** 文本段落 **
================
【外交政策】单极体系下的不和平状态与美国外交政策 | 国政学人
单极体系下的不和平状态与美国外交政策:自成一律的不合理体系的结果
Unipolarity‘s unpeacefulness and US foreign policy:consequences of a ‘coherent system of irrationality‘
Haro L Karkour
延续现实主义学者汉斯·摩根索(Hans J. Morgenthau)的理论及分析框架,本文作者认为美国外交政策的不合理性是导致冷战结束后美国主导的单极体系下不和平状态的主要原因。美国外交政策没有合理地就当时的社会政治背景进行谨慎评估,而是依照政策制定者通过先验方式的设想,强行解读现实,并在此框架下将武力作为保障国家安全的唯一手段来坚决维护其构建的理想化状态。由此才导致了后冷战时期美国政策自相矛盾的结果:不仅将可取利益(desirable interests)混淆为基本利益(essential interests),还使可取利益与可能利益(possible interests)间的差异不断扩大。该不合理政策不仅无法调整或者抵消当时社会政治背景下冲突的利益关系,还导致了美国政策目标难以达成,进一步危及国际和平与安全,使单极体系下的不和平状态一直持续。
关键词:摩根索;单极体系;美国外交政策
导言
虽然世界秩序的稳定需要一定程度上和平状态的持续,但此处的“和平”和“持久”并不是同类概念。关于冷战后期单极体系的稳定以及此状态是否持久的问题一直众说纷纭。至于稳定是否意味着和平这一问题,沃尔弗斯(William Wohlforth)提出的单极稳定论指出,冷战后美国主导下的“单极世界””是“和平”而“持久”的,因而是“稳定”的。但此后美国一系列的外交决策,如在反恐战争,伊拉克战争以及全球经济危机中的外交政策,不断加剧各方对于其全球影响力合理性的质疑。蒙泰罗认为,该单极体系的稳定状态并不具备和平性质,不论是通过防御占优政策(defensive dominance)维持现状或进攻占优政策(offensive dominance)来改变现状,都有可能促使美国或其他国家发动战争。作者认为,沃尔弗斯和蒙泰罗(Nuno Monteiro)忽略了非军事手段(non-military strategy)的可能性, 而这是美国外交政策自成一律的不合理性的根源。作者将摩根索 “自成一律的不合理体系”(coherent system of irrationality)以及“外交政策的合理性”的理论应用于冷战后期单极体系下美国外交政策的分析之中, 解释了这一体系下不和平状态的由来及含义。本文分为两个部分:第一部分引用摩根索的理论来定义外交政策的不合理性,第二部分将这一分析框架应用于冷战后期的美国外交政策之中并解释其含义。
================
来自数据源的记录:
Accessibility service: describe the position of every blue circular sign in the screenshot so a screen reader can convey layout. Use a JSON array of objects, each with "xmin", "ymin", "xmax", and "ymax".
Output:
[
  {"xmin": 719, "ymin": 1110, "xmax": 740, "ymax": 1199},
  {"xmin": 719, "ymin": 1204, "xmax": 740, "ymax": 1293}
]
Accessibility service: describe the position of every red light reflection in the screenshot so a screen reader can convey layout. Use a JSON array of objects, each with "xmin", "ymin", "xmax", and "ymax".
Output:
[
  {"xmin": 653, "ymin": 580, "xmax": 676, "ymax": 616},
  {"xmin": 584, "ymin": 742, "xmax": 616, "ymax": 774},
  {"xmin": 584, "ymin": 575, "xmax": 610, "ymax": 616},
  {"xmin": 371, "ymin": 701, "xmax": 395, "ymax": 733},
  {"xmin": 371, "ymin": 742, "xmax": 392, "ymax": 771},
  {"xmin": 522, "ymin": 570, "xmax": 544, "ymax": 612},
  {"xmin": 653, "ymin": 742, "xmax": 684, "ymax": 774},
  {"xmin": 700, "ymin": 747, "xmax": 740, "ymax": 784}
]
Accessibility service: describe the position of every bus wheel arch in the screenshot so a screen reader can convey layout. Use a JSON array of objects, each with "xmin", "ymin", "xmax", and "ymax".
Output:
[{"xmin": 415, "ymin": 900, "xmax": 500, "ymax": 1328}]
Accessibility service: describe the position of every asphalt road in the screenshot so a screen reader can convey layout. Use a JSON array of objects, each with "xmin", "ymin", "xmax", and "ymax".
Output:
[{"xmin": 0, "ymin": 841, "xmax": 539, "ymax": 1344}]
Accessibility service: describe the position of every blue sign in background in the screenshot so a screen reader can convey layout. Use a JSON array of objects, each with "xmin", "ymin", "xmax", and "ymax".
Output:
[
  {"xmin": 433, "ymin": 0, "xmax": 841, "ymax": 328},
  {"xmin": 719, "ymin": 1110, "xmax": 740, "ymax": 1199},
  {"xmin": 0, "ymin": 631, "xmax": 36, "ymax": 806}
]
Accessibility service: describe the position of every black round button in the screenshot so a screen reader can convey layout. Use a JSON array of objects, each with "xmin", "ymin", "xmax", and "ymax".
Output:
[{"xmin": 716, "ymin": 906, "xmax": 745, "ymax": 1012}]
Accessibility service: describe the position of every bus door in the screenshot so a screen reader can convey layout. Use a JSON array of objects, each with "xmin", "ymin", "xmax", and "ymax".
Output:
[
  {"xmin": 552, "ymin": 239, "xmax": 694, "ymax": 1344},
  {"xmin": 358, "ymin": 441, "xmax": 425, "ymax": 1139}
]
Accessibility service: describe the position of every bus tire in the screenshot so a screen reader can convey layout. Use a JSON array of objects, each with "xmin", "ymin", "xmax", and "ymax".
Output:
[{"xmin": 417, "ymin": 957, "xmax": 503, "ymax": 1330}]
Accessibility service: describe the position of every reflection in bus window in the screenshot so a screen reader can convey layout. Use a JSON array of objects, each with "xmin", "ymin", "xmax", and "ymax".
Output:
================
** 任务要求 **
根据这篇关于单极体系与美国外交政策的文章回答:
1. 作者延续了哪位现实主义学者的理论及分析框架?
2. 单极稳定论是谁提出的?
3. 文章分为几个部分,第一部分做什么?
只依据这篇文章作答。

** 练习结果 **
1. 汉斯·摩根索(Hans J. Morgenthau)。
2. 沃尔弗斯(William Wohlforth)。
3. 两个部分;第一部分引用摩根索的理论来定义外交政策的不合理性。